[PROVIDED ENTRIES — start]

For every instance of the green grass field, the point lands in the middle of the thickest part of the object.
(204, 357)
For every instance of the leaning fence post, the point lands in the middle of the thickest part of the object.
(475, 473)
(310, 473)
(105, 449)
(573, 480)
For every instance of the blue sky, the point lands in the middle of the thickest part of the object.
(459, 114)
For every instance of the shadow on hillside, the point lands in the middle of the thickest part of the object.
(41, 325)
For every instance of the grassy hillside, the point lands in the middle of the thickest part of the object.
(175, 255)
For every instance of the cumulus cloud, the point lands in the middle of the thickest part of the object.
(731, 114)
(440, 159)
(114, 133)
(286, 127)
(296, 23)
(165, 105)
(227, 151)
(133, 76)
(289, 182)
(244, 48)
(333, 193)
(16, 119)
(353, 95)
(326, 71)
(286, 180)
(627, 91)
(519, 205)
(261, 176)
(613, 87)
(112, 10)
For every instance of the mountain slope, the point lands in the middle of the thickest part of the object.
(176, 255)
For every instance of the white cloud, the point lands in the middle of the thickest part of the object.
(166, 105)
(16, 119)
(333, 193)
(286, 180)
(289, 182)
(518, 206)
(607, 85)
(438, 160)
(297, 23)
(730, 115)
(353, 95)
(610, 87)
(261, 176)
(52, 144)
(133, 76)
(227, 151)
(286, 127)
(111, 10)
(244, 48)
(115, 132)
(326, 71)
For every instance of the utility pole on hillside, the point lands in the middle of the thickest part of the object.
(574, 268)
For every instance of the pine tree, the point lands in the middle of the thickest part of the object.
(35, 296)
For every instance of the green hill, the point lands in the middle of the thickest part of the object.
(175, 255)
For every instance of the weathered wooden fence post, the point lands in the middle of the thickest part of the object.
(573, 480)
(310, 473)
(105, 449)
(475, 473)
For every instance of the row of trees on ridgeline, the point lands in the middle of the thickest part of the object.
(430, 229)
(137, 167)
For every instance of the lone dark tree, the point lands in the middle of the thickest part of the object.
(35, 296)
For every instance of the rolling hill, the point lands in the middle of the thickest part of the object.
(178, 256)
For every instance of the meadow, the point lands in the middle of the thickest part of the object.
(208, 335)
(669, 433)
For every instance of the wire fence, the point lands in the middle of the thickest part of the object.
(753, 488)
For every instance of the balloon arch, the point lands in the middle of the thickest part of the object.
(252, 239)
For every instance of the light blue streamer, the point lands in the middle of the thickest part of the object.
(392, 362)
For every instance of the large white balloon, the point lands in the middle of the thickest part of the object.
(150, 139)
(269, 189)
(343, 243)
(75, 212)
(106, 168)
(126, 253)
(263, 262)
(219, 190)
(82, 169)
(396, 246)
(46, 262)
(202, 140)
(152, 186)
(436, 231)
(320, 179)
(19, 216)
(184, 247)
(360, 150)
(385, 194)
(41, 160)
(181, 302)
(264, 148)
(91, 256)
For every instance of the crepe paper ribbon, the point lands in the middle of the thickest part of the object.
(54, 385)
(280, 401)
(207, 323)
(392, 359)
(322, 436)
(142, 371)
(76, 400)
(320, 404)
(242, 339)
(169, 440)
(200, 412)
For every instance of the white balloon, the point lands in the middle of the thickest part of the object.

[PROVIDED ENTRIES — finish]

PROBLEM:
An identical copy of the entries above is the expected result.

REPLY:
For every instance of the green grass field, the point lands in the middle of the thickest part of the object.
(204, 357)
For every instance of the leaning fence post, the point lands in the middle of the thickest part of the object.
(475, 473)
(310, 473)
(105, 449)
(573, 480)
For every instance of the blue sky, the point lands in the middle of the thickest part of the object.
(459, 114)
For every instance of the shadow on hillside, the point lands in the middle of the thickest part of the object.
(41, 325)
For every instance of the grassy hillside, the point lands in the middle of the thickest part of the object.
(175, 255)
For every instance of the cumulus cloud, the point lands in the middle of the thickest part of the object.
(731, 114)
(440, 159)
(114, 133)
(286, 127)
(296, 23)
(165, 105)
(227, 151)
(133, 76)
(289, 182)
(244, 48)
(333, 193)
(16, 119)
(353, 95)
(326, 71)
(286, 180)
(627, 91)
(519, 205)
(261, 176)
(613, 87)
(112, 10)
For every instance of the mountain slope, the point lands in the middle of the thickest part of the object.
(176, 255)
For every instance of the white cloud, the point lands in the middle of the thickest part of the object.
(166, 105)
(16, 119)
(333, 193)
(286, 180)
(289, 182)
(518, 206)
(607, 85)
(438, 160)
(297, 23)
(730, 115)
(353, 95)
(610, 87)
(261, 176)
(52, 144)
(133, 76)
(227, 151)
(286, 127)
(111, 10)
(244, 48)
(115, 132)
(326, 71)
For every instance of the utility pole on hillside, the point lands in the middle of the thickest part of the object.
(574, 268)
For every instance of the pine tree, the point lands in the middle of the thickest part of the object.
(35, 296)
For every instance of the green hill, the point lands in the middle of the thickest part of the object.
(175, 255)
For every instance of the weathered wooden fence post, the point lands in the middle of the thickest part of the object.
(573, 480)
(310, 473)
(105, 449)
(475, 473)
For every instance of the row of trees on ridgeline, the point lands in the middle of the thickest part of the object.
(430, 229)
(137, 167)
For every instance of the lone dark tree, the point lands in the middle of the thickest part of the object.
(35, 296)
For every instance of the rolling hill, the point lands in the middle of the thickest part of the object.
(178, 256)
For every instance of the meadow, the point lands in the middle of the thickest part of the object.
(208, 335)
(669, 433)
For every instance of the wire fence, the point lands in the middle of the thickest part of the object.
(753, 488)
For every instance of the balloon arch, the point lands in the middle of the thickest part of the object.
(252, 239)
For every instance of the light blue streamer, the point lands in the middle of the thickest part of the object.
(392, 362)
For every instance of the large white balloon, the point lands in the middle of the thickest part of the object.
(150, 139)
(269, 189)
(343, 243)
(75, 212)
(106, 168)
(126, 253)
(263, 262)
(219, 190)
(82, 169)
(396, 246)
(46, 262)
(202, 140)
(152, 186)
(436, 231)
(320, 179)
(19, 216)
(184, 247)
(360, 150)
(385, 194)
(41, 160)
(181, 302)
(264, 148)
(91, 256)
For every instance of the crepe paper ribbon, the point lands in the middle of the thickest part of the object.
(54, 385)
(280, 401)
(207, 323)
(392, 359)
(322, 436)
(142, 371)
(76, 400)
(320, 404)
(242, 339)
(169, 440)
(200, 412)
For every instance of the white balloon, the point lands in the middle of the thickest part of the object.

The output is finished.